Excerpts of bounding box data

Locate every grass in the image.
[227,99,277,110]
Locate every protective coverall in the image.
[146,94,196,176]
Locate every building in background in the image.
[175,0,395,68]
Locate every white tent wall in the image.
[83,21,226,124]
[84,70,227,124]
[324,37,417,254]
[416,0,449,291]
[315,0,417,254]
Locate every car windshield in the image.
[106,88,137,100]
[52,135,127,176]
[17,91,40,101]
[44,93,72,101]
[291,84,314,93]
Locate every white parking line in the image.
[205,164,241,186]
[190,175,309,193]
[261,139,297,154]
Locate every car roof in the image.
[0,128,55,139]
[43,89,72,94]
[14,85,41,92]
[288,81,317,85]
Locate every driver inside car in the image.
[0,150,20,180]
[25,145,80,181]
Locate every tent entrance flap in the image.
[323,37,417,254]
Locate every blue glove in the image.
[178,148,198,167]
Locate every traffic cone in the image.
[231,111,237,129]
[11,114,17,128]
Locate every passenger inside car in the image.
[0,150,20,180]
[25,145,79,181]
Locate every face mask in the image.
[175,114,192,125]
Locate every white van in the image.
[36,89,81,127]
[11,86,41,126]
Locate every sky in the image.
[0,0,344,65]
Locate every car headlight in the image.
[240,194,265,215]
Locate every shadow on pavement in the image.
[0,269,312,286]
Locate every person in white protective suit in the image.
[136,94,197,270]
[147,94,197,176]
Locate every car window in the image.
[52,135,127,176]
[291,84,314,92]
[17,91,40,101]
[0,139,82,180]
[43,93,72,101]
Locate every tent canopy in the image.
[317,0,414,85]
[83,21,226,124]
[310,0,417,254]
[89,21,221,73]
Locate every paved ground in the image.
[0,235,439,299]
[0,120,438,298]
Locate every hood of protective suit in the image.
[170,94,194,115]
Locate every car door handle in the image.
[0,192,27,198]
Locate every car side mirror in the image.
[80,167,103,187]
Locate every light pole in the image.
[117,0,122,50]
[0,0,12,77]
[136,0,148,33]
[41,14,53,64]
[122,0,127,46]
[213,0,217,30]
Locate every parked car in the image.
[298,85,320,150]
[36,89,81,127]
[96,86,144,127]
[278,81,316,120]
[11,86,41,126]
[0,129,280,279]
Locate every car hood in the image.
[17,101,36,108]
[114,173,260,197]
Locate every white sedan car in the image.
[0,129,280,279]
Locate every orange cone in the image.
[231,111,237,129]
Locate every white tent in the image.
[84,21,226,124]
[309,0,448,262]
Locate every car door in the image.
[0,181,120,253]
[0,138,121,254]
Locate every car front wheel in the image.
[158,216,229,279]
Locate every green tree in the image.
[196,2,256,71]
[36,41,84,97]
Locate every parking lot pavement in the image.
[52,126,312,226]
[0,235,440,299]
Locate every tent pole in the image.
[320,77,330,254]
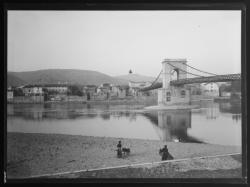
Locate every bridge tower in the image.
[158,59,190,105]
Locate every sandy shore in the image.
[7,133,241,178]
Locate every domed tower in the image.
[158,59,190,105]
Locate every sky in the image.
[7,10,241,77]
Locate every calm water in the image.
[7,102,241,145]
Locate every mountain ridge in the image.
[7,68,154,86]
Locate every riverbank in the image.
[7,133,241,178]
[7,97,157,106]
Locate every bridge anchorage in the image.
[140,59,241,106]
[158,59,190,105]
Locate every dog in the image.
[122,147,130,155]
[159,149,174,160]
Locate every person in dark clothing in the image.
[161,145,169,160]
[117,141,122,158]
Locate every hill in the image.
[8,69,127,85]
[116,74,155,82]
[7,73,26,87]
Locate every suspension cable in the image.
[186,64,216,76]
[168,63,204,77]
[150,70,162,87]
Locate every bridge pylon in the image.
[158,59,190,105]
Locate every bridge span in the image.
[140,73,241,91]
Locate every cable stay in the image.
[186,64,217,76]
[150,70,162,87]
[168,63,204,77]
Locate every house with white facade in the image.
[22,85,43,96]
[201,82,219,97]
[129,81,152,96]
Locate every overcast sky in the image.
[7,11,241,77]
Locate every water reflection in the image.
[7,102,241,145]
[219,102,241,114]
[144,110,202,143]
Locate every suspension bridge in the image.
[139,59,241,105]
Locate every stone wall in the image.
[8,96,44,103]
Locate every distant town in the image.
[7,77,241,103]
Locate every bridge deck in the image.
[140,74,241,91]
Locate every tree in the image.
[13,88,24,97]
[70,85,83,96]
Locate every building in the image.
[97,83,113,94]
[110,86,129,99]
[129,81,152,96]
[22,85,43,96]
[201,82,219,97]
[82,85,97,100]
[43,84,69,94]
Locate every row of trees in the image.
[13,85,84,97]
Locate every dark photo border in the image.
[2,0,249,185]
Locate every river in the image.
[7,101,242,146]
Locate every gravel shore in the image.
[7,133,241,178]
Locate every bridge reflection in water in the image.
[143,110,203,143]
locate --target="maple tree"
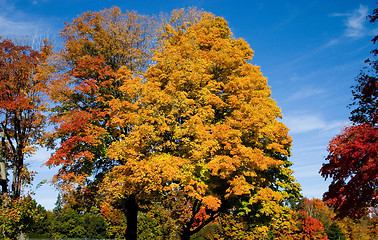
[0,39,53,199]
[320,5,378,218]
[45,7,154,239]
[103,10,299,239]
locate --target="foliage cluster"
[0,3,378,240]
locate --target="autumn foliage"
[320,5,378,219]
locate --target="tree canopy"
[320,5,378,218]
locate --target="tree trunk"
[125,195,139,240]
[180,228,191,240]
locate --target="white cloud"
[331,5,375,37]
[346,5,369,37]
[0,0,52,38]
[283,114,349,134]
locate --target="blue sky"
[0,0,378,209]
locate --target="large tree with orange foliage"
[0,39,52,199]
[103,10,299,239]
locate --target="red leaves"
[320,124,378,218]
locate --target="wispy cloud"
[283,114,349,134]
[0,0,52,37]
[331,5,372,37]
[286,86,325,101]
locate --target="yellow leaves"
[225,176,254,198]
[202,195,221,211]
[102,154,187,200]
[249,188,284,219]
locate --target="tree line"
[0,4,377,240]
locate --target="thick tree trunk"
[180,228,191,240]
[125,195,138,240]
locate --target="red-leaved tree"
[320,5,378,218]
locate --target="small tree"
[320,5,378,218]
[0,37,52,199]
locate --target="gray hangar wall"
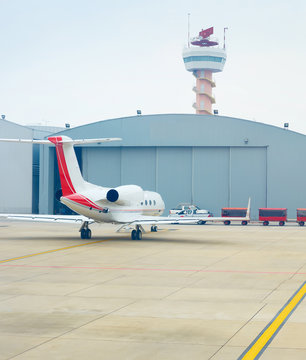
[0,119,33,213]
[40,114,306,218]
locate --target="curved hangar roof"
[41,114,306,218]
[53,114,306,146]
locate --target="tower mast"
[183,26,226,115]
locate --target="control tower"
[183,27,226,115]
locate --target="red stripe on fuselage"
[48,136,76,196]
[65,193,103,210]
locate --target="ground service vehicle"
[169,207,212,225]
[259,208,287,226]
[296,209,306,226]
[221,208,248,225]
[169,203,210,216]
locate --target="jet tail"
[0,136,122,196]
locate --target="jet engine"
[106,185,143,205]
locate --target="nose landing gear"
[79,221,91,239]
[131,225,142,240]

Given task: Write out the lines of the listing between the line holding "Locate every bridge pylon in the image." and the line holding "[8,96,44,103]", inclusive, reproducing them exactly.

Problem solution:
Locate every bridge pylon in the image.
[158,59,190,105]
Locate every bridge span in the image.
[140,73,241,91]
Locate every cable stay in the image.
[186,64,217,76]
[150,70,162,87]
[168,63,204,77]
Locate every house with white facade in the image.
[22,85,43,96]
[201,82,219,97]
[129,81,152,96]
Locate every overcast sky in the image.
[7,11,241,77]
Locate every water reflection in the image.
[7,102,241,145]
[219,102,241,114]
[144,110,202,143]
Locate every suspension bridge in the image.
[139,59,241,105]
Locate every stone wall in the image.
[8,96,44,103]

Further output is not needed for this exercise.